We observe almost no separation between the groupes defined by candida culturing in the PCA sample plot. This preliminary exploration teaches us two important findings:

The major source of variation is not attributable to Candida, but an unknown source (we tend to observe clusters of samples, but those are not explained by Candida groups).
A more directed (supervised) analysis is needed to separate the Candida groups, and we should expect that the amount of variance explained by the dimensions in the PLS-DA analysis will be small.

PLS-DA

# select level of taxa
matrix.t <- matrix$clr_data$species

# check that samples (rows) and groups are in agreement
dim(matrix.t)

[1]  88 217

length(gr$Clin_gr)

[1] 88

# look at the distribution of samples per group
# this is important to know what metric to look at (Overall/BER)
table(gr$Clin_gr)


0-1 2-3 4-5 
 58  20  10

# run preliminary model
basic.plsda <- plsda(matrix.t, gr$Clin_gr, logratio = 'none', 
                          ncomp = 10)
# plot the explained variance per component
fig <- plotIndiv(basic.plsda, col = pal,
          comp = c(1,2),
          group = gr$Clin_gr,
          size.title = 8, ind.names = FALSE,
          legend = T,
          title = "PLS-DA Components 1 & 2")$graph

Figure 2: PCA seperation of groups based on untuned model with 10 principal components

# fig + scale_colour_discrete(name = "My Legend", labels = c("Label1", "Label2"))
# print(fig)

Interpretation of PCA vs PLS-DA

Normaly we would be able to observe improved clustering according to groups in the PLS-DA plot compared with PCA. Such an improvemnt is expected, since PLS-DA incorporates class information for each sample, unlike PCA.

From the plotIndiv() output, the axis labels indicate the amount of variation explained per component.
However, the interpretation of this value differs from PCA:
in PLS-DA, the model aims to maximise the covariance between components associated with X and Y, rather than maximising the variance in X alone.

still we did not se much of an improvemnt between the two plots, which could indicate that the metabolome is not very corrleated with clinincal candida groups.

Feature selection

We want to do use a Multivariate feature selection method (sPLS-DA). Multivariate methods considers features collectively, accounting for their interplay and redundancy, aiming for “more accurate prediction”

sparse PLS-DA

sPLS was developed to perform simultaneous variable selection in both data sets X and Y data sets, by including LASSO L1 penalization in PLS on each pair of loading vectors (Lê Cao et al. 2008).

by adding L1 penalty, we can enforce the genes weights to be 0 if they do not contribute to the outcome Y.

◇ ◇ ◇ ◇ ◇ ◇ ◇

PROBLEMS AND TASKS:
[a] In the PLS-DA analysis text, what does the PLS-DA model aim to maximize instead of the variance in X alone?
[b] Continue the PLS-DA analysis text from its final sentence about the L1 penalty.
The items after this note are separate material, unrelated to the PLS-DA analysis text.

◇ ◇ ◇ ◇ ◇ ◇ ◇

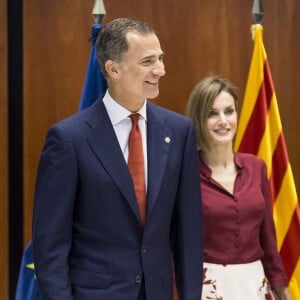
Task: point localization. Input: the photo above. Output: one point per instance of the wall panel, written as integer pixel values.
(3, 154)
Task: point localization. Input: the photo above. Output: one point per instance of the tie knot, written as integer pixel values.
(134, 118)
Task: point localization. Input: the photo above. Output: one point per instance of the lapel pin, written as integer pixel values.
(167, 140)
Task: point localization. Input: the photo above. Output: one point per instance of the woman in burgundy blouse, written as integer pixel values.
(240, 254)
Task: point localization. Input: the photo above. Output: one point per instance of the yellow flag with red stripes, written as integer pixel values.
(260, 133)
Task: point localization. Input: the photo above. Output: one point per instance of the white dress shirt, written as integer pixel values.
(119, 117)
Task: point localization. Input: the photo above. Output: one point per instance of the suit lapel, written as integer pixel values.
(105, 145)
(158, 145)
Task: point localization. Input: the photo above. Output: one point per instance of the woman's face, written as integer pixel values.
(222, 120)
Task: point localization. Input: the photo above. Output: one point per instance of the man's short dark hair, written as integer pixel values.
(112, 43)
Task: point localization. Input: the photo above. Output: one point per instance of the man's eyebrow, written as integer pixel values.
(152, 56)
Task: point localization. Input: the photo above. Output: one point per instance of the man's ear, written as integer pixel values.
(112, 68)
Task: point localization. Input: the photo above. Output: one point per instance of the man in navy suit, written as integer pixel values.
(89, 242)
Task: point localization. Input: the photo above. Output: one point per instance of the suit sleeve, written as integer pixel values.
(52, 216)
(187, 235)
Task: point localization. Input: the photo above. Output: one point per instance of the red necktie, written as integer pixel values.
(136, 165)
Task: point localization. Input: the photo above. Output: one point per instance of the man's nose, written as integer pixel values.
(159, 69)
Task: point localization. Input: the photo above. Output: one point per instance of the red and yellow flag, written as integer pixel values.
(260, 132)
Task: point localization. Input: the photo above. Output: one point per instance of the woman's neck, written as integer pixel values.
(218, 157)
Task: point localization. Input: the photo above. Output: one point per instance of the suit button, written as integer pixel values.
(138, 279)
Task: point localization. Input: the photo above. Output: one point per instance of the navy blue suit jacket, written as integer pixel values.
(88, 241)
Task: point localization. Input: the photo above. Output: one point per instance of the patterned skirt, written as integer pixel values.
(235, 282)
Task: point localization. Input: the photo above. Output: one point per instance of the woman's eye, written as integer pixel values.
(212, 114)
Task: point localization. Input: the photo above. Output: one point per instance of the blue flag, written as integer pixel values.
(26, 287)
(94, 87)
(95, 83)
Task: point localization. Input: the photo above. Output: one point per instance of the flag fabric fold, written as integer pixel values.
(260, 132)
(93, 88)
(26, 287)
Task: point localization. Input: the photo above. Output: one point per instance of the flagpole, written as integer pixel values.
(98, 11)
(258, 11)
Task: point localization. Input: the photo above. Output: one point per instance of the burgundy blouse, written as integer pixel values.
(238, 227)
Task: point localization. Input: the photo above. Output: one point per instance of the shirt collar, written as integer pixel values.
(206, 171)
(117, 112)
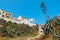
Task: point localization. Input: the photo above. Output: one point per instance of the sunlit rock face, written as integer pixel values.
(20, 20)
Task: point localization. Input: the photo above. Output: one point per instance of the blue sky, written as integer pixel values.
(31, 8)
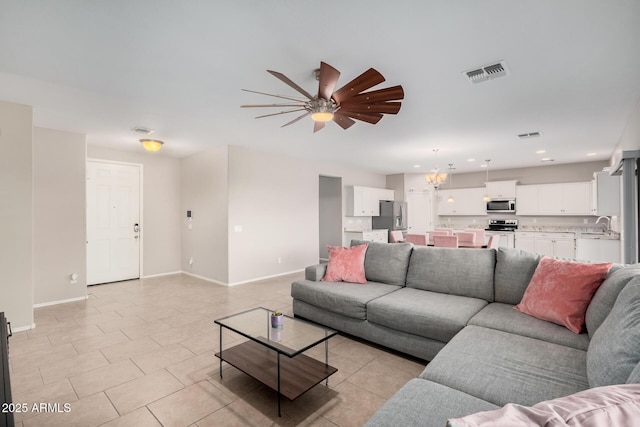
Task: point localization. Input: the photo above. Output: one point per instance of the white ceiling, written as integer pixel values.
(102, 67)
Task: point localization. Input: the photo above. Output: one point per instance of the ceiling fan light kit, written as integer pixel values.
(342, 106)
(151, 144)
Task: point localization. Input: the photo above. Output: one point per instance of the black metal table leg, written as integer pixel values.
(279, 397)
(220, 351)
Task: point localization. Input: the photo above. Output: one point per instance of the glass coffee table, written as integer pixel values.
(261, 356)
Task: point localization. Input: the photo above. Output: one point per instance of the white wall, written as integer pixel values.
(16, 214)
(205, 194)
(275, 200)
(161, 183)
(59, 215)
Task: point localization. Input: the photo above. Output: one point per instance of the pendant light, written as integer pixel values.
(435, 178)
(450, 199)
(486, 197)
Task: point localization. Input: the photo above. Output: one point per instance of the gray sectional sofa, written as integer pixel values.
(454, 308)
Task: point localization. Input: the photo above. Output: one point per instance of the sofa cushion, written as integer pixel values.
(634, 377)
(614, 350)
(606, 295)
(427, 314)
(596, 407)
(505, 368)
(386, 262)
(504, 318)
(346, 264)
(514, 269)
(560, 291)
(421, 403)
(464, 272)
(348, 299)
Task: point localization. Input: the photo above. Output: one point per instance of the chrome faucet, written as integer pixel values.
(608, 228)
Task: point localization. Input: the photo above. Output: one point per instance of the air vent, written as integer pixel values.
(487, 72)
(143, 131)
(529, 135)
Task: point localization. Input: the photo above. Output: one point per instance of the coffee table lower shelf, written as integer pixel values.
(297, 374)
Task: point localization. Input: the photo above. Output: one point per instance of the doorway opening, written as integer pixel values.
(330, 206)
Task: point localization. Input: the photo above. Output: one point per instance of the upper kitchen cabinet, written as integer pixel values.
(501, 189)
(605, 194)
(527, 200)
(572, 198)
(365, 201)
(467, 201)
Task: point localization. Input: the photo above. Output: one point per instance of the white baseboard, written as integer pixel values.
(45, 304)
(206, 279)
(172, 273)
(256, 279)
(23, 328)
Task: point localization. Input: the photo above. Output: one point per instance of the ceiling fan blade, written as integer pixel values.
(327, 81)
(296, 119)
(393, 93)
(290, 82)
(270, 105)
(364, 81)
(372, 118)
(276, 96)
(343, 121)
(281, 112)
(379, 107)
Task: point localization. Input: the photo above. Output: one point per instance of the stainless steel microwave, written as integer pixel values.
(501, 205)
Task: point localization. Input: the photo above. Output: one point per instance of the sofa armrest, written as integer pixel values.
(315, 273)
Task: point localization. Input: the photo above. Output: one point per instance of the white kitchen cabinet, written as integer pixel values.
(467, 201)
(381, 236)
(525, 241)
(528, 200)
(572, 198)
(598, 250)
(501, 189)
(561, 245)
(605, 194)
(365, 201)
(419, 212)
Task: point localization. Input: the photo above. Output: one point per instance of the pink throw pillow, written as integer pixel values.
(346, 264)
(560, 291)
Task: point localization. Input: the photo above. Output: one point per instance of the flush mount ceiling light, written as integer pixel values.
(435, 178)
(151, 144)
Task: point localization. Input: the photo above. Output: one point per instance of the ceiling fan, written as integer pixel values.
(342, 106)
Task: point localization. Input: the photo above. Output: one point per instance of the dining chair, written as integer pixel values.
(395, 236)
(416, 239)
(480, 235)
(449, 231)
(445, 241)
(494, 242)
(438, 233)
(467, 239)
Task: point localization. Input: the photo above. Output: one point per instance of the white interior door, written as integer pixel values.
(113, 222)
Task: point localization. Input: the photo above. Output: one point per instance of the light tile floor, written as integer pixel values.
(141, 353)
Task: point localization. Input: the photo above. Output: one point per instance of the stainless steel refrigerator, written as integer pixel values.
(393, 216)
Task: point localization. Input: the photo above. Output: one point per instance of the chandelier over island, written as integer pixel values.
(436, 178)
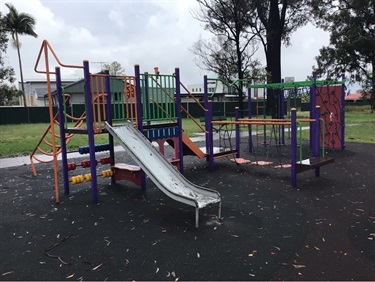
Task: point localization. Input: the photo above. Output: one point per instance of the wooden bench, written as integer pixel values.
(214, 118)
(313, 162)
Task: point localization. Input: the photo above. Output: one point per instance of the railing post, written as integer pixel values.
(210, 135)
(138, 94)
(107, 83)
(90, 132)
(249, 115)
(343, 111)
(179, 119)
(316, 144)
(208, 113)
(312, 106)
(61, 101)
(238, 134)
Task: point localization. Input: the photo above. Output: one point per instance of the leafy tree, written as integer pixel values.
(274, 22)
(229, 54)
(114, 68)
(7, 91)
(351, 24)
(19, 24)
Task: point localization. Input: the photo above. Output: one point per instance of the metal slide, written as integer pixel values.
(161, 171)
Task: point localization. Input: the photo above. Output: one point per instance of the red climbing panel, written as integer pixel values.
(329, 99)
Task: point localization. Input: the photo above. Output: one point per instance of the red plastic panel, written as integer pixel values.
(329, 100)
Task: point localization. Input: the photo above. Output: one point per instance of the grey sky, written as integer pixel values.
(149, 33)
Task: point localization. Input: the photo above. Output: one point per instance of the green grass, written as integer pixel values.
(19, 140)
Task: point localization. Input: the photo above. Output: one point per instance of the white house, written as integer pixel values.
(36, 90)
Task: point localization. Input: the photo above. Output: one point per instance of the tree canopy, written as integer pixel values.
(229, 53)
(351, 24)
(16, 24)
(7, 90)
(239, 25)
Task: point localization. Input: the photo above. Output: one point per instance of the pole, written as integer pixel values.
(293, 170)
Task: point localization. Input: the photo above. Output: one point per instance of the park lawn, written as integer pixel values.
(21, 139)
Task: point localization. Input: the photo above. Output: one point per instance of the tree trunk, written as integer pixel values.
(274, 72)
(372, 99)
(21, 72)
(273, 55)
(240, 76)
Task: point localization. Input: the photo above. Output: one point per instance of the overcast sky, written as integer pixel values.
(145, 32)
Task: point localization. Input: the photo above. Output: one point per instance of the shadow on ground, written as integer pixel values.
(322, 230)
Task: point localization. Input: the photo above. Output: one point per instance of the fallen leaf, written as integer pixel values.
(96, 267)
(298, 266)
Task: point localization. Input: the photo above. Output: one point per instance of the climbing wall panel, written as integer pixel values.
(329, 99)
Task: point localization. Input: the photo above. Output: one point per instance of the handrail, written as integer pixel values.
(195, 99)
(182, 108)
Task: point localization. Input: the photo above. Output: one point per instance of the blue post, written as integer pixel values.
(208, 113)
(61, 101)
(343, 111)
(146, 101)
(179, 119)
(249, 115)
(282, 115)
(238, 133)
(293, 170)
(107, 83)
(312, 106)
(138, 94)
(90, 132)
(210, 139)
(316, 144)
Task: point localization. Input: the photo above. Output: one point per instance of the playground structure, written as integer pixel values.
(145, 104)
(150, 104)
(327, 111)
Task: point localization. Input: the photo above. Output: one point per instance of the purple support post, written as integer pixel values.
(343, 111)
(138, 95)
(179, 119)
(312, 106)
(107, 83)
(210, 135)
(208, 113)
(282, 115)
(249, 115)
(146, 101)
(61, 101)
(238, 133)
(90, 132)
(316, 144)
(293, 170)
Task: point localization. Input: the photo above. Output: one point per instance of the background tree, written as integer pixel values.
(7, 91)
(229, 54)
(114, 68)
(19, 24)
(273, 23)
(351, 24)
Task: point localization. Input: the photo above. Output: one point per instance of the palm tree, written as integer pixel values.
(19, 24)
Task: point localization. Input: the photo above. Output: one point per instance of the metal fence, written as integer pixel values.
(18, 115)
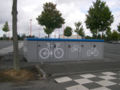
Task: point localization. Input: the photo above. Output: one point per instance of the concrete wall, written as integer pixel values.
(55, 50)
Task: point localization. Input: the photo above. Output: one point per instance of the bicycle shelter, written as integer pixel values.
(55, 50)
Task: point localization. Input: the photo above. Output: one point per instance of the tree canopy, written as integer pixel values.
(99, 17)
(50, 17)
(79, 29)
(68, 31)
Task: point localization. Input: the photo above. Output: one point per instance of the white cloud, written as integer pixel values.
(72, 11)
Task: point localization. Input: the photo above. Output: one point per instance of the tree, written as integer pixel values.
(50, 18)
(115, 35)
(5, 27)
(79, 29)
(109, 34)
(99, 17)
(118, 27)
(68, 31)
(15, 38)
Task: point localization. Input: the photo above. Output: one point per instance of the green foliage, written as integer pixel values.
(115, 35)
(5, 27)
(99, 17)
(68, 31)
(50, 18)
(79, 29)
(118, 27)
(99, 36)
(88, 37)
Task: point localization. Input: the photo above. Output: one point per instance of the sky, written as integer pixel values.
(72, 11)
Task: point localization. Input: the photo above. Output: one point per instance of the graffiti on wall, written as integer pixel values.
(51, 50)
(75, 48)
(92, 52)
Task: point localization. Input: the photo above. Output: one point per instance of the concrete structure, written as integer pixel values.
(55, 50)
(71, 37)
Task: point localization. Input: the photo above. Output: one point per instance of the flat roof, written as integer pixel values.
(60, 39)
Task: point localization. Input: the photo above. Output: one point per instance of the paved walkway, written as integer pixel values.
(9, 49)
(91, 81)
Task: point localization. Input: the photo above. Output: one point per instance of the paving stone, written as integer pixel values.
(106, 83)
(92, 85)
(107, 77)
(83, 81)
(109, 73)
(77, 87)
(87, 75)
(101, 88)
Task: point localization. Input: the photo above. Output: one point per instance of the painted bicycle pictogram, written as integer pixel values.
(93, 52)
(45, 53)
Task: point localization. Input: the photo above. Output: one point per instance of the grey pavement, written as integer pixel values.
(73, 71)
(9, 49)
(5, 43)
(111, 61)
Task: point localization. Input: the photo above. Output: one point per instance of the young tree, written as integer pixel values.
(99, 17)
(118, 27)
(79, 29)
(109, 34)
(51, 18)
(68, 31)
(15, 38)
(115, 35)
(5, 27)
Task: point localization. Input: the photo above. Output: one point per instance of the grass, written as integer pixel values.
(12, 75)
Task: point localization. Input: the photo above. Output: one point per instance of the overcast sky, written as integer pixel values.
(72, 11)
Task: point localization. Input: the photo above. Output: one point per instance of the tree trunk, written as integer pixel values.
(48, 35)
(102, 35)
(15, 38)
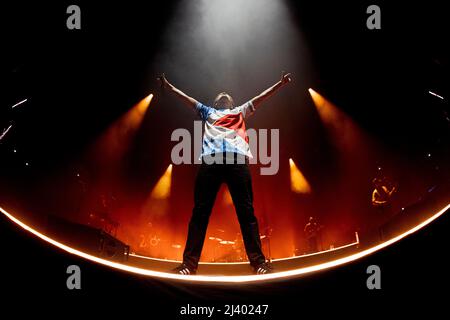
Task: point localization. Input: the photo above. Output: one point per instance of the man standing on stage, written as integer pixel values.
(225, 154)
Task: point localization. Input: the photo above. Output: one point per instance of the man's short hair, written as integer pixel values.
(216, 100)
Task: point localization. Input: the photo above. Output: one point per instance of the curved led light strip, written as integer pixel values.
(225, 279)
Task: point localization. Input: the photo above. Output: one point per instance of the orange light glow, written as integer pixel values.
(299, 184)
(162, 187)
(227, 279)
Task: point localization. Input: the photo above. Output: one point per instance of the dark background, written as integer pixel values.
(79, 82)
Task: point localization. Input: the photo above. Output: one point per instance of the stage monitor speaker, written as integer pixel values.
(87, 239)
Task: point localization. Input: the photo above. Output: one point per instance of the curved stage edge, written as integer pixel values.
(235, 272)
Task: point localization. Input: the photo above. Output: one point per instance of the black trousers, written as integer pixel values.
(207, 184)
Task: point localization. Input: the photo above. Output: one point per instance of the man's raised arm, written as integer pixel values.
(285, 78)
(191, 102)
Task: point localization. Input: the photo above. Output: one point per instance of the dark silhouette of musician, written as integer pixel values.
(225, 154)
(312, 233)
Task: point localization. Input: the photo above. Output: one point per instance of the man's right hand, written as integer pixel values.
(163, 81)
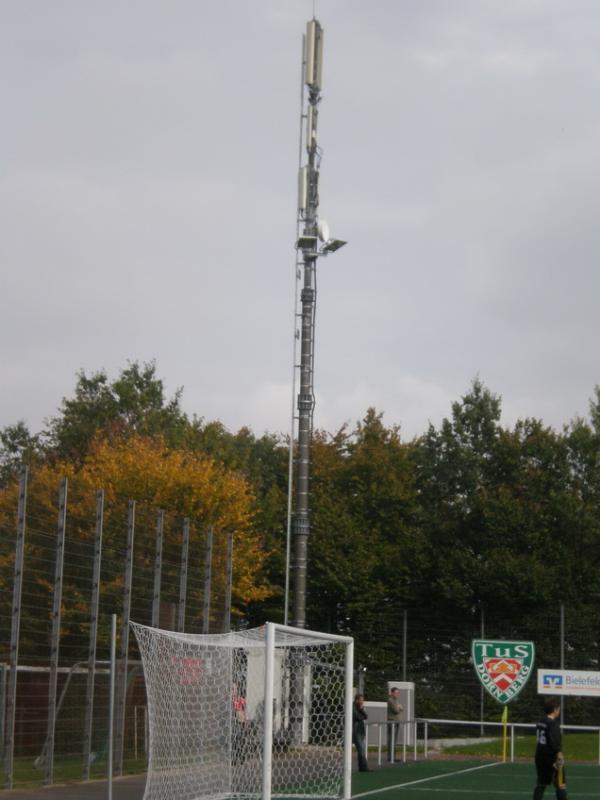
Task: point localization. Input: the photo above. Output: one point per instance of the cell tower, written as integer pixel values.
(312, 242)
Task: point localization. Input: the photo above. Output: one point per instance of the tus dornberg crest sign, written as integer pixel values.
(503, 667)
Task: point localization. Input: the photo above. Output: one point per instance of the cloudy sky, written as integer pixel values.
(149, 152)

◇ ◇ ◇ ◇ ◇ ◇ ◇

ANSWERS BY ITEM NUMBER:
[a] The covariance between components associated with X and Y.

[b]
3. Tune Sparse Model

Tuning of the model

🔧 `tune.splsda()`

What it does

Performs cross-validation to find the optimal model parameters for your sPLS-DA model.

Specifically, it tunes:

The number of components (ncomp)
The number of variables to select on each component (keepX)

It tests multiple combinations of these parameters and identifies the best-performing model based on classification error — often using the Balanced Error Rate (BER) as the performance metric.

Number of variables to select

We first define a grid of keepX values. For example here, we define a fine grid at the start, and then specify a coarser, larger sequence of values:

# Grid of possible keepX values that will be tested for each comp
list.keepX <- c(1:10,  seq(20, 100, 10))
list.keepX

 [1]   1   2   3   4   5   6   7   8   9  10  20  30  40  50  60  70  80  90 100

# This chunk takes ~ 2 min to run
# Some convergence issues may arise but it is ok as this is run on CV folds
set.seed(30) # For reproducibility with this notebook, remove otherwise

tune.splsda <- tune.splsda(matrix.t, gr$Clin_gr, ncomp = 5, validation = 'Mfold', 
                           folds = 5, dist = 'centroids.dist', 
                           test.keepX = list.keepX, nrepeat = 10)

The following command line will output the mean error rate for each component and each tested keepX value given the past (tuned) components.

# Just a head of the classification error rate per keepX (in rows) and comp
head(tune.splsda$error.rate)

      comp1     comp2     comp3     comp4     comp5
1 0.6735632 0.4895402 0.4950575 0.5097701 0.4965517
2 0.6733333 0.5129310 0.5063793 0.5297701 0.4936207
3 0.6705172 0.5074713 0.5103448 0.5243678 0.4908046
4 0.6646552 0.5041954 0.5201149 0.5286782 0.4902299
5 0.6503448 0.5081609 0.5367241 0.5320115 0.4951724
6 0.6354023 0.5126437 0.5427011 0.5347701 0.4957471

# To show the error bars across the repeats:
plot(tune.splsda, sd = TRUE, group = gr$Clin_gr)

Figure 4: For each component (coloured according to the legend), the optimal number of features to select is shown by the large diamonds. This is selected per component using a one-sided t-test. The y-axis depicts the average correlation between the predicted and actual components. This is cross-validated over folds folds and repeated nrepeat times.

In the case that the first component already explains nearly all discriminatory signal, and the algorithm finds that adding another one doesn’t improve performance (i.e. error rate stays flat) one component will be selected.

However, two components are required to visualize the samples in a 2D space (Comp 1 vs Comp 2), for this reason the minimum number of compnent to choose are set to 2.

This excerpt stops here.